SUPPLIED INFORMATION>

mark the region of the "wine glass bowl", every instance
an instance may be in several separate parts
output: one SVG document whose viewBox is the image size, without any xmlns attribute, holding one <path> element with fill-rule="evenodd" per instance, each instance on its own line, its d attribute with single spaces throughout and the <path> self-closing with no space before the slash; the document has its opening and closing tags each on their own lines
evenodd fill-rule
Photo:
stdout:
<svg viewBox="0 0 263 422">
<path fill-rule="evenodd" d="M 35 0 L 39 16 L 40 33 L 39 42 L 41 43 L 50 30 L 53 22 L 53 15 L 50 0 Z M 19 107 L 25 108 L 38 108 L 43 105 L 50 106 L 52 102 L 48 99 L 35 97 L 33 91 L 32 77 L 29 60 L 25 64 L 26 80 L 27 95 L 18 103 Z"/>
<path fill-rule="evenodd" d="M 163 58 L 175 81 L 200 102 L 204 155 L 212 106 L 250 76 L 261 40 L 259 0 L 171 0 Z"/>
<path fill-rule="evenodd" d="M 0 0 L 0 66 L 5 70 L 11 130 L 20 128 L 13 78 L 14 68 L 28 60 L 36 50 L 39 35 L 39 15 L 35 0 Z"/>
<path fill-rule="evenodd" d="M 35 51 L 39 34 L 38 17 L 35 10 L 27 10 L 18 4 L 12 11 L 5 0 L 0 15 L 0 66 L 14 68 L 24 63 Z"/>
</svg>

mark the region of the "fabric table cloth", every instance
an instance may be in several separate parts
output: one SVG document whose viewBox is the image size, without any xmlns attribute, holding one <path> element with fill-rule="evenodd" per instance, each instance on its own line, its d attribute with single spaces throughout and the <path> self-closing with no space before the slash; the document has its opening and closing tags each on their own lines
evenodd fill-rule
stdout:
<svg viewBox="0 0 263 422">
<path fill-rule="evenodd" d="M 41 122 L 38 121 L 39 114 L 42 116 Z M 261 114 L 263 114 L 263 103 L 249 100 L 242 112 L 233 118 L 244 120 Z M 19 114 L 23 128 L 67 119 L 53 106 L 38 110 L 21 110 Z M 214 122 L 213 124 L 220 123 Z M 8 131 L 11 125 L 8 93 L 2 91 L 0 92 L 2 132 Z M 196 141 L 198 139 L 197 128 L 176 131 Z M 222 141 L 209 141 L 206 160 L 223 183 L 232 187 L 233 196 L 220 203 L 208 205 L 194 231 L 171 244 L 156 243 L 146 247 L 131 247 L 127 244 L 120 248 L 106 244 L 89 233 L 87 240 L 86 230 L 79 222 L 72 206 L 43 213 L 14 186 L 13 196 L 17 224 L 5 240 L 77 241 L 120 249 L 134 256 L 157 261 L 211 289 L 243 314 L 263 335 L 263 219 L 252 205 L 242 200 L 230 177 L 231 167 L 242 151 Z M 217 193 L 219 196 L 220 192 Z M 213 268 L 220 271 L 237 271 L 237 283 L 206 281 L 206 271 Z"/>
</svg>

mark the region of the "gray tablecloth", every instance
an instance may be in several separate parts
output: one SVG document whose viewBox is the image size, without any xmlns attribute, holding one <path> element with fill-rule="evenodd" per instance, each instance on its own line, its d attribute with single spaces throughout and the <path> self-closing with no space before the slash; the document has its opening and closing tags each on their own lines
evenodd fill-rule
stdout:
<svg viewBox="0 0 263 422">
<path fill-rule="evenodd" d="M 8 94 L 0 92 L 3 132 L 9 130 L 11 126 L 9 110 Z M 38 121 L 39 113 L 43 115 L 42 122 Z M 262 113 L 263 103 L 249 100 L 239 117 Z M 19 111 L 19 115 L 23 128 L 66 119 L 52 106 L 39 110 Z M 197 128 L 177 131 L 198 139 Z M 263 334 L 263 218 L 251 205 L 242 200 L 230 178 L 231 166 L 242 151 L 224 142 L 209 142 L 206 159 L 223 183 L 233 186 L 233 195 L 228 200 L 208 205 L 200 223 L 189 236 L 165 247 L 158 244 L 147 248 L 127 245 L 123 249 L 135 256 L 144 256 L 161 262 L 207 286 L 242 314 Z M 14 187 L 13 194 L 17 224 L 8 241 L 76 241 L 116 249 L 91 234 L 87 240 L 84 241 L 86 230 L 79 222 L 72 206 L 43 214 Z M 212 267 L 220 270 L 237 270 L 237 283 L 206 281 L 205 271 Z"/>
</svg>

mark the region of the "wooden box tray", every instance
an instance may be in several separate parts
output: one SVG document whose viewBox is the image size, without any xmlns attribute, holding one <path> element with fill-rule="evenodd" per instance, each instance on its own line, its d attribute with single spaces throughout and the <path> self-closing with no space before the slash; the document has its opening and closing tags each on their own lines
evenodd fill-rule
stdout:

WHAT IS BEING ASKED>
Pick out each line in the records above that contains the word "every", and copy those lines.

REPLY TO THE EXERCISE>
mark the region of the "wine glass bowl", every instance
mark the region of the "fabric table cloth", every instance
mark the region of the "gray tablecloth", every instance
mark the region of the "wooden box tray", every instance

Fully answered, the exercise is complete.